▶ CHALLENGE
Reproduce, word for word, the passage of the review of The Full Monty from "The Full Monty –" up to and including "Cattaneo (Fox Searchlight)".

The Full Monty – Review

The Full Monty

with Robert Carlyle, Mark Addy, Tom Wilkinson, Steve Huison
Written by Simon Beaufoy
Directed by Peter Cattaneo (Fox Searchlight)
by William Ham

How times have changed for men in the movies. The strong masculine archetype is a thing of the past – the closest we get to the righteous, heroic John Wayne type in the modern cinema is that akido-practicing hunk (of pony-tailed dogwood) Steven Seagal, the anti-hero has been transmogrified into the rampaging prick, and every single comedy Hollywood hacks up these days seems to require that a guy gets slammed in the balls at least once per reel. (I’ve come to consider this the ultimate embodiment of the changing roles of gender in the mass media – women get all the strong, multi-faceted roles these days, and the Sapphic streak that’s recently risen to the surface gives them the opportunity to cut the patriarchy out of the equation entirely, so the men, who still wield most of the power but are feeling increasingly guilty about it, portray themselves as libidinous, self-centered buffoons who deserve all the pain they get. What better way to express their self-loathing than a good, sharp crunch in the yo-yos? Guys, maybe it’s time we learned how to say “sorry” before we turn ourselves into a nation of hurt-looking sopranos with funny walks.)

The testocracy continues its long, slow abdication, the collapse of thousands of years of jealous control over the real perpetuators of the race, and it’s safe to say that we’re going down screaming. The fact that gay films are everywhere lately (and have crossed into the mainstream with the arrival of In & Out) gives you some clue as to the shift – more men are acting effeminate, more women acting butch, and is it me or are actresses even getting taller as they get tougher? The final nail in the misogynist’s coffin had to be Showgirls, a picture so transparent in its hostility (remember the scene where Elizabeth Berkley and Gina Gershon talk about how much they love doggie chow?) that it was almost crazily courageous, the final desperate charge of the losing army in a war rendered unwinnable. So now what? Hollywood, predictably, is stuck for an answer, opting instead to look backwards or split the planet entirely rather than deal with the issue. Yet again, we must look to the Brits, in the form of the surprise hit The Full Monty, to show us the way, to provide a little insight into the flailing fall of manhood in our time and give us a few genuine laughs while doing it.

▶ SUPPLIED ENTRIES

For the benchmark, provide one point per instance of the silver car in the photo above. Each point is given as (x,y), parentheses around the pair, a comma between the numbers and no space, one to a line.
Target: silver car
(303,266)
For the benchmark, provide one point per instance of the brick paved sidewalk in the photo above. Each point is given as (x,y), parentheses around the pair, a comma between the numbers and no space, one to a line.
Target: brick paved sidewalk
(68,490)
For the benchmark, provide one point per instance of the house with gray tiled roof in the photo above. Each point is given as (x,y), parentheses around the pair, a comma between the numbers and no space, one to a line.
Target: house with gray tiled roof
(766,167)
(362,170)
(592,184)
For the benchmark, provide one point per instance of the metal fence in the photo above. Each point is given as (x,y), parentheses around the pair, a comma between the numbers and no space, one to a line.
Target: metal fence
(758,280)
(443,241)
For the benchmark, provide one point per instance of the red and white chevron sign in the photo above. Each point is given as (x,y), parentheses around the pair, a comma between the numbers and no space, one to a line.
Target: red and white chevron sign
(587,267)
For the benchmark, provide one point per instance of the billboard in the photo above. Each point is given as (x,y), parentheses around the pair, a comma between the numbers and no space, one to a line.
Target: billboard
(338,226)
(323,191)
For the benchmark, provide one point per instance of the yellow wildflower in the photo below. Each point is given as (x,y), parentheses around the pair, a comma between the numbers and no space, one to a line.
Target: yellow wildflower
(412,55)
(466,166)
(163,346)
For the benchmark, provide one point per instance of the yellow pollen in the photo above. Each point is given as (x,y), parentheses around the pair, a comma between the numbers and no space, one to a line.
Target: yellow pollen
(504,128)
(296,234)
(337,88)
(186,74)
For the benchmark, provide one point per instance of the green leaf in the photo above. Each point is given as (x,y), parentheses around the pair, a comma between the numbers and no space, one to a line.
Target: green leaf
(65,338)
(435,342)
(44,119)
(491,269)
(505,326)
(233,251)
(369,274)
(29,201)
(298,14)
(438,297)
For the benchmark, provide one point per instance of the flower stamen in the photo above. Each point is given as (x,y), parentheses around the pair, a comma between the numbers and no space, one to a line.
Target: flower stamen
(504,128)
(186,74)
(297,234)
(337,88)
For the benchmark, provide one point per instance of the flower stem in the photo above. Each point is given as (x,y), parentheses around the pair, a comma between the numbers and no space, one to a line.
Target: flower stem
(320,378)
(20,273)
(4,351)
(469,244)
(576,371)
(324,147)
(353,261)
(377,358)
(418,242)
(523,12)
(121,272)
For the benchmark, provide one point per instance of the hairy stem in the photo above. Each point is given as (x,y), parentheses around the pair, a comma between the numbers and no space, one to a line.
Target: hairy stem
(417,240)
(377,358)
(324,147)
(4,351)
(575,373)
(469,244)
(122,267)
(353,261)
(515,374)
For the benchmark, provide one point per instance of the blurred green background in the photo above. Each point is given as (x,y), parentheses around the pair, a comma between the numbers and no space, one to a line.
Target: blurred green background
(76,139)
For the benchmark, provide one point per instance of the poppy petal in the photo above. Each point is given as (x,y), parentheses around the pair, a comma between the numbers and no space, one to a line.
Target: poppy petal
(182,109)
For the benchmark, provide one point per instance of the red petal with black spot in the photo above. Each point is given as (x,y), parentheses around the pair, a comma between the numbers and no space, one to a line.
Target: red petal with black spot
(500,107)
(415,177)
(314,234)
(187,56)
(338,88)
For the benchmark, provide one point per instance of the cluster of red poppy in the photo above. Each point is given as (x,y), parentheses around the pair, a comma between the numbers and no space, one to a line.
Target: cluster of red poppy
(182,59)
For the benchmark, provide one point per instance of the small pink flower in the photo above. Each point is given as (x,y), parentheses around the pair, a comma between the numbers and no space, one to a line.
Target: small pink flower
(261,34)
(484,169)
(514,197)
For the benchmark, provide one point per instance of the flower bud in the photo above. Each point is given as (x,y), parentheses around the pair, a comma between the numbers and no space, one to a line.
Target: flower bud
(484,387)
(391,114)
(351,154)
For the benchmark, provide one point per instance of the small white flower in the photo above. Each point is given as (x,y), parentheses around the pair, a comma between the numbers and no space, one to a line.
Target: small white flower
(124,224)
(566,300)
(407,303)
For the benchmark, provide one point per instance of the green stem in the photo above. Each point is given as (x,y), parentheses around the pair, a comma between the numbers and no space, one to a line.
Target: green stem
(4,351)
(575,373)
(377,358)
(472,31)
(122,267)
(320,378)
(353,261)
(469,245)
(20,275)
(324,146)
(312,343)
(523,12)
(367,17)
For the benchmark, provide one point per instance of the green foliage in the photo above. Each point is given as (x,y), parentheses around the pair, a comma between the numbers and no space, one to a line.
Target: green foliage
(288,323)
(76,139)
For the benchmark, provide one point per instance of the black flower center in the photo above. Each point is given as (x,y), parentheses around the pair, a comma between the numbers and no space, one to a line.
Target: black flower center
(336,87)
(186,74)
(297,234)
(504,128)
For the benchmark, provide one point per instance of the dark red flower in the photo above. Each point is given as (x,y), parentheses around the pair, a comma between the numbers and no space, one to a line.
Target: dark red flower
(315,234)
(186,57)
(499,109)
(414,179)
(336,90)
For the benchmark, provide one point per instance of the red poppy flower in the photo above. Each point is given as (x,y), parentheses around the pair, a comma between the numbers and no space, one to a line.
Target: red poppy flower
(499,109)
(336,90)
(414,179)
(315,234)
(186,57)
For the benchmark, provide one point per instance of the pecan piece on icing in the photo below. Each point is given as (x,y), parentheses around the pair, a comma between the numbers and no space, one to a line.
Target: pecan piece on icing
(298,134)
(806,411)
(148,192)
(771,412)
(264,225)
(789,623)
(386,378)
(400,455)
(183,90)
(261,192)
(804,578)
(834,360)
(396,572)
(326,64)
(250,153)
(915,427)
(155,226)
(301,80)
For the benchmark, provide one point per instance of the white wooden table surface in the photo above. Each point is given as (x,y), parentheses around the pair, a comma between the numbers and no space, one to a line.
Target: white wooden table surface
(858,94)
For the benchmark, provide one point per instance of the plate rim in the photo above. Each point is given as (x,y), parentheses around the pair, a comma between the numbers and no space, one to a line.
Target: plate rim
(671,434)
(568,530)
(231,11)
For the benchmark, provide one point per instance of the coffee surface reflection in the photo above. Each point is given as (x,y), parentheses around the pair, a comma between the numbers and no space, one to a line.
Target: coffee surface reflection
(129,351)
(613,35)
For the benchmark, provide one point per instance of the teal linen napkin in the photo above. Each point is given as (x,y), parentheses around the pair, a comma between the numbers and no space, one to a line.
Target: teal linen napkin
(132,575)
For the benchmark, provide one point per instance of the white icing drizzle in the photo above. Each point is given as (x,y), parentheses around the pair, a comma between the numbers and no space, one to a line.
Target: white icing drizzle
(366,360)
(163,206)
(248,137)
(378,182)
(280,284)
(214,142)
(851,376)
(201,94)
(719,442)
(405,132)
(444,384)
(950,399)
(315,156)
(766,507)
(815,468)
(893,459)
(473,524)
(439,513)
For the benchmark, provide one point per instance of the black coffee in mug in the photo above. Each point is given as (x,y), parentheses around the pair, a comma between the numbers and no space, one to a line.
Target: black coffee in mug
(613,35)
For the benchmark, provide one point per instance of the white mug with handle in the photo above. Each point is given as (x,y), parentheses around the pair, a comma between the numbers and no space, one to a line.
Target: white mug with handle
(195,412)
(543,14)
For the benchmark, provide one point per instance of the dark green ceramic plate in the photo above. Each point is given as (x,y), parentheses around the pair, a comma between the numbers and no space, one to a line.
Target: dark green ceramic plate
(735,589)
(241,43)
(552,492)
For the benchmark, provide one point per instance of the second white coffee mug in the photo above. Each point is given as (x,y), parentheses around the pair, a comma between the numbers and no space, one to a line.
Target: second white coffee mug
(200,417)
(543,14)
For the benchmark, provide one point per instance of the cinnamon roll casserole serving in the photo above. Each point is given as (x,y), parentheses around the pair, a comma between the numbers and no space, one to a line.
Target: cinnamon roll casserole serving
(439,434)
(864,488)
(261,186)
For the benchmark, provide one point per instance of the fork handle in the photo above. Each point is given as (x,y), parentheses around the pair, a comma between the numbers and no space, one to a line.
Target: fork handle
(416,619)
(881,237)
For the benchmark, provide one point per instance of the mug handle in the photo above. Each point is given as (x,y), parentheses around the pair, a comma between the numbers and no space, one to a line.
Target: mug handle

▶ RIGHT ANSWER
The Full Monty – Review

The Full Monty

with Robert Carlyle, Mark Addy, Tom Wilkinson, Steve Huison
Written by Simon Beaufoy
Directed by Peter Cattaneo (Fox Searchlight)